→ **WORK REQUIRED**
Your answer is the lines from the one that has "Produce one pixel-accurate" through the last line of the records below, retyped exactly and alone.

→ **INFORMATION SHOWN**

+ + + +

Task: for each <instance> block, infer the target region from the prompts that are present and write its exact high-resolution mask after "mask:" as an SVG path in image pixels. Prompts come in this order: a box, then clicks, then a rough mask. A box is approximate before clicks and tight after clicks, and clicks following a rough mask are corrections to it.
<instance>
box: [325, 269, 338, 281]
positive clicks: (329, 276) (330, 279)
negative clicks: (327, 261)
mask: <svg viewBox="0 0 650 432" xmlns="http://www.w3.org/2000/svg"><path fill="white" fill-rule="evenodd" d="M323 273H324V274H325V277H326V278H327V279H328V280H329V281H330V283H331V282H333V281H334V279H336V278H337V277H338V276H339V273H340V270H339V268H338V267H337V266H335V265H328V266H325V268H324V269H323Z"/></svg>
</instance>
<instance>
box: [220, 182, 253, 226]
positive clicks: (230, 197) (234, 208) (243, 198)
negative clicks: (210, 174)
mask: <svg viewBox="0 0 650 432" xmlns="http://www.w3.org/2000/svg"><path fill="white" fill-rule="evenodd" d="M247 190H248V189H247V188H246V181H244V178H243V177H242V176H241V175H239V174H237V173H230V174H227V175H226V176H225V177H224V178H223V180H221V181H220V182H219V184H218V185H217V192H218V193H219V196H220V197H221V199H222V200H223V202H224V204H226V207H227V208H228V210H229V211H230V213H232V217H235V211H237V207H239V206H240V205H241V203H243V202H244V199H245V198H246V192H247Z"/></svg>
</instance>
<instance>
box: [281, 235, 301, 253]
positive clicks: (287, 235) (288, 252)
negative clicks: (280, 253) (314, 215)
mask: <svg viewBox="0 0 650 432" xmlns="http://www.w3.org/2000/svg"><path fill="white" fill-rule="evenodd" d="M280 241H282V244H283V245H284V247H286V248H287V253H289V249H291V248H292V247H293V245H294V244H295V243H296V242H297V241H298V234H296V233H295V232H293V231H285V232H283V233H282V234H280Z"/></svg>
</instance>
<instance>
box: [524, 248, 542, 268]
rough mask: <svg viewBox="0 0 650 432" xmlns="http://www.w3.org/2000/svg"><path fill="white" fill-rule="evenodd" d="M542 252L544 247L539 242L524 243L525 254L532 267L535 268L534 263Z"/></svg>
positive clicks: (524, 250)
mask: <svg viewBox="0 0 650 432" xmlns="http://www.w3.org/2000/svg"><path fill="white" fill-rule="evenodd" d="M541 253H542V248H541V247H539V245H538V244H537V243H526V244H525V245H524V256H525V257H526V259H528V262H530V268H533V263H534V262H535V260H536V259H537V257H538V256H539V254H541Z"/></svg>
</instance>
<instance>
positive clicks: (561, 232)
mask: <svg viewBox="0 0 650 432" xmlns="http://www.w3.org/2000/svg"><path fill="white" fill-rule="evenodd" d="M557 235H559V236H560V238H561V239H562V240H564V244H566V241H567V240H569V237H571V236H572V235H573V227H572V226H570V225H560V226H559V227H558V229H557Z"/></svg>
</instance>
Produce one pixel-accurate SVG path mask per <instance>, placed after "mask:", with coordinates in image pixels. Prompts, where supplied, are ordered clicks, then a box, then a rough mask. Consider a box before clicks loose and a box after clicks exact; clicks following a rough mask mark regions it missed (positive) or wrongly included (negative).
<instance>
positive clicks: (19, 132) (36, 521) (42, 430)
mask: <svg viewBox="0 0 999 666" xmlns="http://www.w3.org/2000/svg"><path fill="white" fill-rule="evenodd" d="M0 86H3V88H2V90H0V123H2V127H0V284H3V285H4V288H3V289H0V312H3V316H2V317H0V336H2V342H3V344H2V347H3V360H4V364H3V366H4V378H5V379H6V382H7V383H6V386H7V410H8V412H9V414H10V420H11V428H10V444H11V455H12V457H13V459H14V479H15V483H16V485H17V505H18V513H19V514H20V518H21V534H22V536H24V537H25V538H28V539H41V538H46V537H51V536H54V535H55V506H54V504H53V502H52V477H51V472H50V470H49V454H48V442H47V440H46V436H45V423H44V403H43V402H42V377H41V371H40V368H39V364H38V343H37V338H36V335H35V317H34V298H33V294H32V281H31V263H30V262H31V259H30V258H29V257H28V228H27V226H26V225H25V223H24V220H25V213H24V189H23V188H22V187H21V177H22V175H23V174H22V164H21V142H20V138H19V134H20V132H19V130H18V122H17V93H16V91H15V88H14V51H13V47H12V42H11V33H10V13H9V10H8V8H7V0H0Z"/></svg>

+ + + +

→ **ANSWER TO THE PROBLEM**
Produce one pixel-accurate SVG path mask per <instance>, placed after "mask:", with coordinates in image pixels. Prompts, where supplied, are ordered clicks, then a box, then a rough mask. Consider a box before clicks loose and a box after clicks exact; clicks following a rough mask mark regions it missed (positive) or wrongly included (negative).
<instance>
positive clicks: (19, 132) (36, 521) (42, 430)
mask: <svg viewBox="0 0 999 666" xmlns="http://www.w3.org/2000/svg"><path fill="white" fill-rule="evenodd" d="M0 86H3V88H2V90H0V123H2V127H0V284H3V285H4V288H3V289H0V312H3V316H2V317H0V336H2V342H3V344H2V347H3V360H4V364H3V366H4V378H5V379H6V382H7V383H6V386H7V410H8V412H9V414H10V420H11V428H10V444H11V455H12V457H13V459H14V479H15V483H16V485H17V505H18V513H19V514H20V518H21V534H22V536H24V537H25V538H28V539H41V538H46V537H51V536H54V535H55V506H54V504H53V502H52V477H51V472H50V470H49V454H48V442H47V440H46V436H45V423H44V403H43V402H42V377H41V371H40V368H39V364H38V343H37V338H36V335H35V317H34V298H33V294H32V281H31V263H30V262H31V259H30V258H29V257H28V228H27V226H26V225H25V223H24V220H25V213H24V189H23V188H22V187H21V177H22V175H23V174H22V164H21V142H20V138H19V134H20V132H19V130H18V122H17V93H16V91H15V88H14V51H13V47H12V42H11V33H10V13H9V10H8V8H7V0H0Z"/></svg>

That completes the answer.